■ SOURCE DOCUMENT:
----

The interaction of soil type with pH and N management in the disease expression should be studied thoroughly. How and where this interaction is more significant in the disease can define the strategy that should be implemented in the crop management. Soil pHlow and Nhigh treatments predisposed the plant to be more easily infected and more affected by the disease. It appears that soil pH is a primary factor in the plant’s predisposition to the disease in most of the studied soils. N inputs have important impacts in soil conditions. It is likely that the differences in the disease according to the N levels are related to the residual of the nature N in the soil samples (not evaluate). The SOM concentration in the soil could play a role as a N-organic source.

At the same time, N ammonia sources are recognized as a main cause for a drop in pH in agricultural soils. Besides the effect of the N source in the diseases (Huber and Watson 1974; Stover and Simmonds 1987). Therefore, an integral management of soil properties to alleviate or prevent Fusarium wilt should include pH management and choosing less acidity N sources. In addition, it is necessary to include a soil N analysis in order to define more accurate N recommendation for banana plantations.

----

Extracted records:
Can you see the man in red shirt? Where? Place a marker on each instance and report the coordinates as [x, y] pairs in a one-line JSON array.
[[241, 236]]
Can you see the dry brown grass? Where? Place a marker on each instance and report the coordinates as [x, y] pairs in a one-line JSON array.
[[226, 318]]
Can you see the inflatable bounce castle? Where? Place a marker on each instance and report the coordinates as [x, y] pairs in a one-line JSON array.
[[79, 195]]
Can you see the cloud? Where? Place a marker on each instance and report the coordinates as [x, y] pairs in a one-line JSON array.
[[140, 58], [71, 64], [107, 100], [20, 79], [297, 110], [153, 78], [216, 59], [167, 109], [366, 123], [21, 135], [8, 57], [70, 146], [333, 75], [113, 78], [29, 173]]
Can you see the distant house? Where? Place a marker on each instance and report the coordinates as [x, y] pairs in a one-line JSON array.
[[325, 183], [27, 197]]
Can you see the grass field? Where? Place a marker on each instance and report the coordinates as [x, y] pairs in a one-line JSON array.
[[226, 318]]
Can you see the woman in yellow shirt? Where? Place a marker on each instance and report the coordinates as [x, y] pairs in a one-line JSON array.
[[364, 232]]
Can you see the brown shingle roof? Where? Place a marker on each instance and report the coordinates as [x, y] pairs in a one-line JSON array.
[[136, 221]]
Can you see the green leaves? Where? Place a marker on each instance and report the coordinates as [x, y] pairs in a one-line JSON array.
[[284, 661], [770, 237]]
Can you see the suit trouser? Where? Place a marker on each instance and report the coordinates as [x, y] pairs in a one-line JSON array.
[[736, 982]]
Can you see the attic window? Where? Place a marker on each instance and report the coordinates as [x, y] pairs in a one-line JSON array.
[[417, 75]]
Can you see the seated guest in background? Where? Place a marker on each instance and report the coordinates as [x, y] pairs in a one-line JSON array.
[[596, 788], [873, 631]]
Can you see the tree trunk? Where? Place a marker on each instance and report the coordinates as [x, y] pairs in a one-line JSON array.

----

■ ASSIGNMENT 1:
Return the part of the text on soil management and Fusarium wilt from "The interaction of" up to and including "a N-organic source.".
■ ASSIGNMENT 2:
In the text on soil management and Fusarium wilt, what is recognized as a main cause of a drop in pH in agricultural soils?
The data come from a source unrelated to the text on soil management and Fusarium wilt.

■ TASK RESPONSE 1:
The interaction of soil type with pH and N management in the disease expression should be studied thoroughly. How and where this interaction is more significant in the disease can define the strategy that should be implemented in the crop management. Soil pHlow and Nhigh treatments predisposed the plant to be more easily infected and more affected by the disease. It appears that soil pH is a primary factor in the plant’s predisposition to the disease in most of the studied soils. N inputs have important impacts in soil conditions. It is likely that the differences in the disease according to the N levels are related to the residual of the nature N in the soil samples (not evaluate). The SOM concentration in the soil could play a role as a N-organic source.

■ TASK RESPONSE 2:
N ammonia sources.